→ CONSIGNE A:
Modifiez tout ce qui va de « Avec Végétal, Chartreuse » jusqu'à « et aux cosmétiques. » dans l'article sur la diversification de Chartreuse Diffusion, en remplaçant « virage stratégique » par « tournant stratégique ».
→ CONSIGNE B:
Poursuivez l'article sur la diversification de Chartreuse Diffusion au-delà de sa dernière phrase.

→ TEXTE D'ÉTUDE:
_ _ _ _ _ _ _

Avec Végétal, Chartreuse Diffusion distille sa diversification
Plus de quatre cents ans après sa création, l’illustre liqueur opère un virage stratégique majeur en choisissant de consacrer une part croissante de son activité à l’herboristerie et aux cosmétiques.
Le projet s’appelle Végétal. Il sera niché dans les 75 % restants du site historique de Chartreuse Diffusion à Voiron, quelque 12 000 m2 inoccupés depuis le déménagement de la production de liqueurs à Entre-deux-Guiers en 2019. L’entreprise patrimoniale va produire ici des infusions et de la gemmothérapie, toujours à partir des plantes cueillies par les moines de l’Ordre des Chartreux. « Cet espace ne sera donc pas une deuxième cave. Cette décision relève d’abord d’un choix monastique. Seuls trois Chartreux sont habilités à concevoir la liqueur et ne peuvent plus suivre la demande, en croissance permanente », éclaire Emmanuel Delafon. Le PDG de Chartreuse Diffusion (CA 2024 : 32 M€, 100 personnes) et le prieur de la Grande-Chartreuse estiment que le breuvage vert ou jaune doit rester monastique et qu’à ce stade de développement, il était nécessaire de « faire émerger autre chose », selon le même processus extractif. Quand bien même les ventes de bouteilles ont poursuivi leur envolée l’an passé (79 000 passages en caisse à la seule boutique de Voiron, soit 10 000 de plus qu’en 2023), les contraintes règlementaires et sanitaires pesant sur la consommation d’alcool et de sucre dans le monde somment Chartreuse Diffusion de diversifier ses risques. « D’autant qu’avec le réchauffement climatique, certaines plantes deviennent plus difficiles à trouver », pointe Emmanuel Delafon.

_ _ _ _ _ _ _

→ DONNÉES FOURNIES:

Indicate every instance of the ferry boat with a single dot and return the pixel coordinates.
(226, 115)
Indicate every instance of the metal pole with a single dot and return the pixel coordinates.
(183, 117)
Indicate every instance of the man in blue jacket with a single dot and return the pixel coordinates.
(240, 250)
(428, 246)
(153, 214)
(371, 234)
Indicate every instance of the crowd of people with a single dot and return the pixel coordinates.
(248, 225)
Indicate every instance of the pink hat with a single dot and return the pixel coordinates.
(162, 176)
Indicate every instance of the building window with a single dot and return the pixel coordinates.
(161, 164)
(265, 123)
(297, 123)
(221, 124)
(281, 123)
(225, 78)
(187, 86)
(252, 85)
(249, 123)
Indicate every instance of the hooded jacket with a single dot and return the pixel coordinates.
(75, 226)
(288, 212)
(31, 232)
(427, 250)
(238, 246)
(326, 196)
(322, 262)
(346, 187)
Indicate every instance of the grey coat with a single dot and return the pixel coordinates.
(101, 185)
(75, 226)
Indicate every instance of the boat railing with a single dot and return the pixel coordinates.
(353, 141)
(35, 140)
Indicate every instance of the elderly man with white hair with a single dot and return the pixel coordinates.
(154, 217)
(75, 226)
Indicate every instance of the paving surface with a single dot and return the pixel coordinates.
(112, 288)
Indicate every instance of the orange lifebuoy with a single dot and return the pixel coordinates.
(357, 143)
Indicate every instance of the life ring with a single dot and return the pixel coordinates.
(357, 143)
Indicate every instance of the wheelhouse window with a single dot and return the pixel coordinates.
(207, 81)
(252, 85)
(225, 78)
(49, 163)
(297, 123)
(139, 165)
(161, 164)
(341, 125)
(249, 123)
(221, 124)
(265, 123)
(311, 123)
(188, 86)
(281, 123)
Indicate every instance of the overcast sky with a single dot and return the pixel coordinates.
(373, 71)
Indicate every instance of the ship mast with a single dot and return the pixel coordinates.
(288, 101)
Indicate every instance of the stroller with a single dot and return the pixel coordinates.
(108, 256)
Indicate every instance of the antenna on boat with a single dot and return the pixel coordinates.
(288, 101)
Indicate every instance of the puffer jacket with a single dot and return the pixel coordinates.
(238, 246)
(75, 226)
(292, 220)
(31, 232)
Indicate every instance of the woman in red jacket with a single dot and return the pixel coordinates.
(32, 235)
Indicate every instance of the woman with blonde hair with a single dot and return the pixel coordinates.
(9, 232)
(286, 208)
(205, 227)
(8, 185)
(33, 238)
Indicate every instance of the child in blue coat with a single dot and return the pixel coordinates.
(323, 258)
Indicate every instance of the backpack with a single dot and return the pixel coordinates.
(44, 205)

_ _ _ _ _ _ _

→ ZONE DE RÉPONSE A:
Avec Végétal, Chartreuse Diffusion distille sa diversification
Plus de quatre cents ans après sa création, l’illustre liqueur opère un tournant stratégique majeur en choisissant de consacrer une part croissante de son activité à l’herboristerie et aux cosmétiques.

→ ZONE DE RÉPONSE B:
50-50 avec les liqueurs
D’autres communautés de Chartreux ailleurs dans le monde (quelque 500 moines de 22 monastères) pourront s’impliquer dans le projet Végétal. La production de tisanes et de macérats de bourgeons a d’ailleurs démarré. Une dizaine de références de tisanes et sept autres en gemmothérapie sont distribuées dans les pharmacies, les rayons parapharmacies et les boutiques. Chartreuse Diffusion a créé une société agricole pour cultiver en bio ses plantes aromatiques locales sur plus d’une trentaine d’hectares dès 2030, contre deux aujourd’hui. D’ici un an, Chartreuse Diffusion sera en capacité de produire des cosmétiques à base d’élixir. L’investissement global pour le projet Végétal (rénovation du bâti, installation des nouvelles lignes de production) s’élève à « plusieurs dizaines de millions d’euros » sur une dizaine d’années. Près de 5 M€ sont d’ores et déjà provisionnés pour l’exercice qui démarre. Tout est mis en œuvre pour qu’en 2040, « les ventes de produits bien-être et santé fassent faire jeu égal avec les liqueurs », vise le PDG.